* _EXERCISE INSTRUCTIONS_: Each entry is to be repeated word for word, and the images are to be dropped.

*** Opening of GIVEN DATA ***

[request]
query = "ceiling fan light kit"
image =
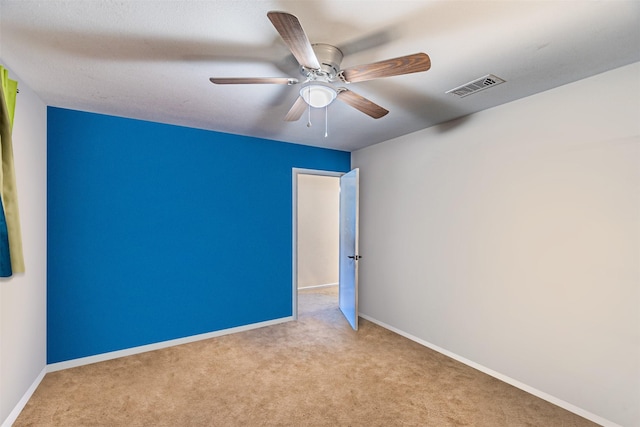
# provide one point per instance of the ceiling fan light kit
(318, 95)
(320, 67)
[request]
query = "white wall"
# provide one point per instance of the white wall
(23, 297)
(318, 230)
(511, 239)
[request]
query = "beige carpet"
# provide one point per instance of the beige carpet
(313, 372)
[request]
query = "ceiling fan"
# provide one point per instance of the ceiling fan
(320, 67)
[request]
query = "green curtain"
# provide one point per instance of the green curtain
(11, 239)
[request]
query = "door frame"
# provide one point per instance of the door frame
(294, 228)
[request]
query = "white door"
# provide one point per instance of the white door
(349, 247)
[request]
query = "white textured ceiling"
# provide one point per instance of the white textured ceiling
(152, 59)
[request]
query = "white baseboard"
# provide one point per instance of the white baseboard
(13, 415)
(157, 346)
(326, 285)
(542, 395)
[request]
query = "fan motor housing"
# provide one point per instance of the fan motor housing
(329, 58)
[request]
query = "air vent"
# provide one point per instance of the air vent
(476, 86)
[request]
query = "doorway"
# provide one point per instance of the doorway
(315, 230)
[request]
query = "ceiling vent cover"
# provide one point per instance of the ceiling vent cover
(476, 86)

*** Close of GIVEN DATA ***

* _RESULT BELOW_:
[request]
query = "ceiling fan light kit"
image =
# provide one point per instance of the ceiling fan light kit
(318, 95)
(320, 67)
[request]
query = "white wall"
# provide one point per instance of the white wall
(23, 297)
(318, 230)
(511, 239)
[request]
query = "beige carpet"
# provide one point per instance of the beige carpet
(313, 372)
[request]
query = "ceiling fan"
# provide one point per instance of the ceiling fan
(320, 67)
[request]
query = "green curtain"
# provide one point per instance of the green curtain
(11, 239)
[request]
query = "door frame"
# provide one point per instance of the door frame
(294, 228)
[request]
query = "white door"
# provide one point per instance of the white door
(349, 247)
[request]
query = "white textured ceiling"
# provide one point per instance of the white textured ceiling
(152, 59)
[request]
query = "white baseboard"
# provide one point per instance of the white baseboard
(13, 415)
(157, 346)
(326, 285)
(542, 395)
[request]
query = "fan motor housing"
# provide one point per instance of the fan motor housing
(329, 58)
[request]
query = "air vent"
# provide one point per instance of the air vent
(476, 86)
[request]
query = "doorway"
# provide one point per instance of the doorway
(315, 230)
[request]
query = "ceiling vent cover"
# provide one point per instance of the ceiling vent cover
(476, 86)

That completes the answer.